## Information shown:
————————

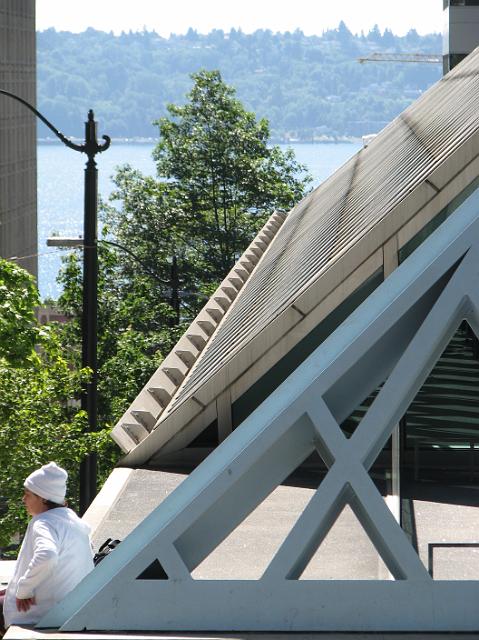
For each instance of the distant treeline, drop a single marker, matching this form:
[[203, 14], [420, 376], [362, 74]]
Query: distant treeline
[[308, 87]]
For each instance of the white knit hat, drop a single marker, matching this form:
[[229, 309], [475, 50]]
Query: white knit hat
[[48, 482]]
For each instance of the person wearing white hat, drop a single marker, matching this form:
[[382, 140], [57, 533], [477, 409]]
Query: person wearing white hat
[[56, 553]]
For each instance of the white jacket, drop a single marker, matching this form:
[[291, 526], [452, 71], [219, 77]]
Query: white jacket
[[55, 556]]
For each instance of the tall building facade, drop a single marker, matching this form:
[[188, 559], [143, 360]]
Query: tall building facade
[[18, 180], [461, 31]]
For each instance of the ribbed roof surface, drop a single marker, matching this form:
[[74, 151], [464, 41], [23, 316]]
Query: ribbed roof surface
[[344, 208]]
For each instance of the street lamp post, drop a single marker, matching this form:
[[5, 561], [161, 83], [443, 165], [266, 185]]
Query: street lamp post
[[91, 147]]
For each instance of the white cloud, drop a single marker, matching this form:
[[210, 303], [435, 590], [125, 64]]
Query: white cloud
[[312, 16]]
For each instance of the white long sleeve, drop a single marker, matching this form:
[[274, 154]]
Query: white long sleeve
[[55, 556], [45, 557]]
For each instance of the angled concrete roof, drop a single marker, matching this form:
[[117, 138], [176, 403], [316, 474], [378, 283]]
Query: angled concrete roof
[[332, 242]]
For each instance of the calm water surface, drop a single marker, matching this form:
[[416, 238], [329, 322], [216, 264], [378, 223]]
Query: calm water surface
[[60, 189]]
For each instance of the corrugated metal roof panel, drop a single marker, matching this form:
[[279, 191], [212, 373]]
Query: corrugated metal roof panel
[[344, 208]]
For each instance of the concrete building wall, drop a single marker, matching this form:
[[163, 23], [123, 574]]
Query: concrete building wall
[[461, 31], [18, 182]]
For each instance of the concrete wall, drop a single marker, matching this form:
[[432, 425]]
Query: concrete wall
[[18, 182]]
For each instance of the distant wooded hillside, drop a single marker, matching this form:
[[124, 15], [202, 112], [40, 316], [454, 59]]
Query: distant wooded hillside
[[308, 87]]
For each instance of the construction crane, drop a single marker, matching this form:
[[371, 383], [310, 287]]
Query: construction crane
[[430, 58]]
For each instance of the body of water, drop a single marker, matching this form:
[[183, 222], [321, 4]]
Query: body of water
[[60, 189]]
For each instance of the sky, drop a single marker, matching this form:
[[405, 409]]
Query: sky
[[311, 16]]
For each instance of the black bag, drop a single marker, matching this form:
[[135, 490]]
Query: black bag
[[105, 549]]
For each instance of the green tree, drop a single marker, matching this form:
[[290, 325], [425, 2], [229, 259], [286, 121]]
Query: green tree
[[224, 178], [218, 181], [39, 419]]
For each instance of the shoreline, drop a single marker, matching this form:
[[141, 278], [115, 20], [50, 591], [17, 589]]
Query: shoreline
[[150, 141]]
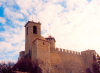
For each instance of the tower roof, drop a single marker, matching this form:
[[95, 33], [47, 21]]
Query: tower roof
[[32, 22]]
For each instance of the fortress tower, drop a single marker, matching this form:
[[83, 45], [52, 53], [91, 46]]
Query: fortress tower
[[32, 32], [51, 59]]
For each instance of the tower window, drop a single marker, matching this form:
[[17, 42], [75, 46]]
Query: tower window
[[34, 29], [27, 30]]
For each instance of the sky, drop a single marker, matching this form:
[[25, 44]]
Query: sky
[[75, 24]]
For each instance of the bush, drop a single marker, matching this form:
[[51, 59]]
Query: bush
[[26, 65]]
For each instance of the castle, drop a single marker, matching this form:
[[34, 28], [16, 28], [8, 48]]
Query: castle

————————

## Problem description:
Copy the records above word for word, from the line with "For each instance of the angled" to the line with "[[105, 549]]", including both of those lines.

## Task solution:
For each instance of the angled concrete roof, drop a single marker, matching this form:
[[117, 138], [176, 403], [316, 474], [378, 283]]
Query: angled concrete roof
[[332, 242]]
For each instance of the calm water surface, drop a single marker, matching this form:
[[416, 238], [329, 322], [216, 264], [378, 223]]
Query: calm water surface
[[60, 189]]
For each instance of the corrugated metal roof panel, drop a single marker, matching this form:
[[279, 191], [212, 373]]
Query: corrugated metal roof panel
[[344, 208]]
For each instance of the concrete building wall, drop a single marker, matching this form:
[[163, 23], [123, 574]]
Query: concrete building wall
[[461, 31], [18, 182]]
For each instance of the concrete wall, drop a single marker, matching this form:
[[432, 425]]
Query: concrete wall
[[18, 182]]
For each instance of the distant wooded hillside, drop a single marker, matching this form:
[[124, 15], [202, 112], [40, 316], [454, 59]]
Query: distant wooded hillside
[[308, 87]]
For each instance of the construction crane, drop a single marker, matching this form:
[[371, 383], [310, 287]]
Query: construction crane
[[430, 58]]
For each instance of the body of water, drop a single marker, matching this form:
[[183, 222], [321, 4]]
Query: body of water
[[60, 189]]
For each instance of the sky, drop a single marker, matching this form:
[[405, 409]]
Query: sky
[[311, 16]]
For each instance of the black bag, drop a single marker, matching this form:
[[135, 490]]
Query: black bag
[[105, 549]]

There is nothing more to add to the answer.